_Material for the task_
:::
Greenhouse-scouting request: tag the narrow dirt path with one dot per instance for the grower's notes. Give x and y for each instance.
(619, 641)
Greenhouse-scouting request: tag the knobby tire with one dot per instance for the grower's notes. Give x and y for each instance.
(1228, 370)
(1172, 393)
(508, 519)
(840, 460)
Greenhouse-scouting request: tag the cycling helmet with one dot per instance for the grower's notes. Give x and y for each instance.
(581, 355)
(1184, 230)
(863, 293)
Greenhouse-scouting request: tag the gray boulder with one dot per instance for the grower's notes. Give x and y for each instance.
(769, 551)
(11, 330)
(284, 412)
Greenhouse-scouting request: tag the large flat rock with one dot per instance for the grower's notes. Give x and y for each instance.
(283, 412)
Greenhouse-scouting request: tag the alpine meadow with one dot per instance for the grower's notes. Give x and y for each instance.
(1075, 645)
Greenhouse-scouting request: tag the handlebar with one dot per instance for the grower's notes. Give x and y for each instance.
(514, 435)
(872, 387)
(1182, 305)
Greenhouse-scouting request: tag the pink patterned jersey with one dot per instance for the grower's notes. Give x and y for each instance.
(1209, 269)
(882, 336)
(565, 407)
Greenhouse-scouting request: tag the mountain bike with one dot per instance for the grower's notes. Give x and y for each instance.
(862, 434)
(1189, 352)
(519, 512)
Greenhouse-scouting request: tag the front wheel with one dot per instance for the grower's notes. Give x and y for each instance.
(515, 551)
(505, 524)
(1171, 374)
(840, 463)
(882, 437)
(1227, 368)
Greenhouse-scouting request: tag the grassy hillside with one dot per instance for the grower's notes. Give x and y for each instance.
:::
_Instructions to follow_
Word for word, write out each of the records above.

_Answer space_
Greenhouse-scouting request: tag the narrow dirt path with one dot per instance for the grower's notes. Give x and y for each instance.
(619, 641)
Greenhouse-scouting request: tag the knobby tire with one dot per instance for the grower's notes. Give x and y for each instance.
(1228, 370)
(1172, 393)
(508, 519)
(840, 460)
Greenhouse-scouting request: tag the cycling helmet with one dot per instance for the grower's notes. Give x and y for each instance.
(581, 355)
(1184, 230)
(863, 293)
Greenhouse-scouting request: tag the gray boulder with one dot per instance for the grower's notes. Give x and y for each instance.
(769, 551)
(11, 330)
(284, 412)
Greenhouse-scouting request: tag the large flat rock with one dot per instance for the grower's notes. Give x and y for each instance.
(283, 412)
Greenhouse-scouting request: tag the alpine meadow with one dot per instance for the grower's notes. Give x and y for each instance.
(1075, 645)
Greenhouse-scouting request: tag the handlebar with one dot per instance for the grower's notes. Give x and y for each instance.
(514, 435)
(872, 387)
(1182, 305)
Greenhouse-scouting request: tag the pink patterned jersey with one dot per instance for the grower's notes. Give x and y for each instance.
(1209, 269)
(882, 336)
(565, 407)
Greenhouse-scouting request: tag the mountain bike with one dot per instance for the grower's notes. Give x and y for each instance.
(862, 434)
(1189, 352)
(519, 512)
Greenhouse-scouting request: tag the front wheel with one dot per instance for the grower's notes. Give x and y for each instance.
(515, 551)
(505, 524)
(1171, 374)
(840, 463)
(882, 437)
(1227, 368)
Greenhouse-scouting request: tag the grassy hillside with one dot per instance for the grower's notes. Give x and y for each instance.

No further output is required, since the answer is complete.